TEXTO EM ANÁLISE >>

Porfírio Silva considera que José Sócrates tem “razões de queixa” do sistema judicial e admite “intenção política” na sua "captura", no âmbito da Operação Marquês.
Num texto publicado esta sexta-feira no seu blogue, 'Máquina Especulativa”, o dirigente socialista considera que o ex-primeiro-ministro “não é o primeiro, e não será o último, a ter razões de queixa da justiça portuguesa”.
“Creio que José Sócrates tem razões de queixa do sistema judicial, mas também creio que seria profundamente errado pretender que isso é tudo o que há a dizer sobre a matéria”, escreve Porfírio Silva, membro do Secretariado Nacional do PS e vice-presidente do Grupo Parlamentar socialista.
“A detenção mediatizada do antigo primeiro-ministro, ser preso para ser investigado, as condições da sua prisão preventiva, os anos à espera de que seja feita justiça, as constantes fugas seletivas de informação do meio processual para alimentar as campanhas de ódio no espaço público, as reviravoltas da acusação e da pronúncia, dão, no seu conjunto, um retrato horrível daquilo que um poder do Estado pode fazer ilegitimamente contra um cidadão”, critica o deputado, que considera que “o que se está a passar com Sócrates já se passou, embora com espetáculos de menor duração, com outras pessoas”, nomeadamente com Paulo Pedroso.
“Há casos de, no mínimo, flagrante incompetência do sistema de justiça, que deixam marcas profundas e dolorosas na vida de muita gente e um ferrete na vida coletiva: Basta lembrar a ignomínia de que foi vítima Paulo Pedroso, um dos mais competentes e brilhantes políticos portugueses”, considera.

DADOS EXTRAÍDOS >>
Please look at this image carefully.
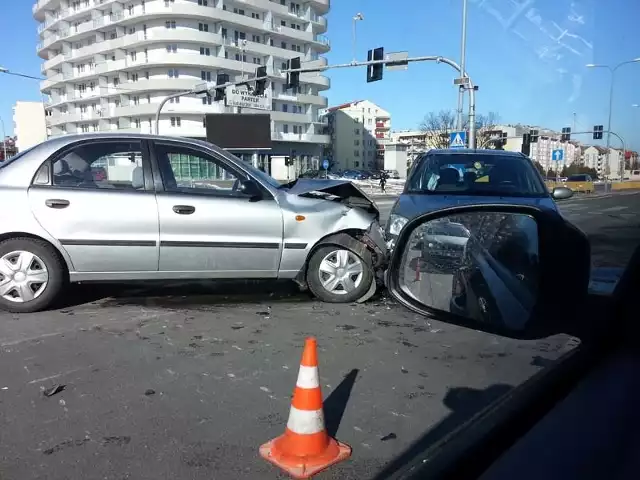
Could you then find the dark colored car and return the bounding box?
[386,149,573,249]
[450,215,539,326]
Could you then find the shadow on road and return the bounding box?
[587,223,640,267]
[323,368,359,437]
[56,280,312,308]
[374,384,513,480]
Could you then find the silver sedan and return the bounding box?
[0,134,386,312]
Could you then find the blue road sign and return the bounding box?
[551,150,564,162]
[449,132,467,148]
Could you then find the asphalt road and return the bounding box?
[0,195,640,480]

TAREFA >>
Para cada afirmação, diga se está de acordo com o texto em análise (sim ou não) e cite literalmente as palavras do texto que o decidem. (a) Porfírio Silva é vice-presidente do Grupo Parlamentar socialista. (b) O texto de Porfírio Silva saiu num jornal. (c) Segundo Porfírio Silva, José Sócrates é o único a ter razões de queixa da justiça portuguesa.

EXERCÍCIO RESOLVIDO >>
(a) Sim: “membro do Secretariado Nacional do PS e vice-presidente do Grupo Parlamentar socialista”.
(b) Não: “Num texto publicado esta sexta-feira no seu blogue”.
(c) Não: “não é o primeiro, e não será o último, a ter razões de queixa da justiça portuguesa”.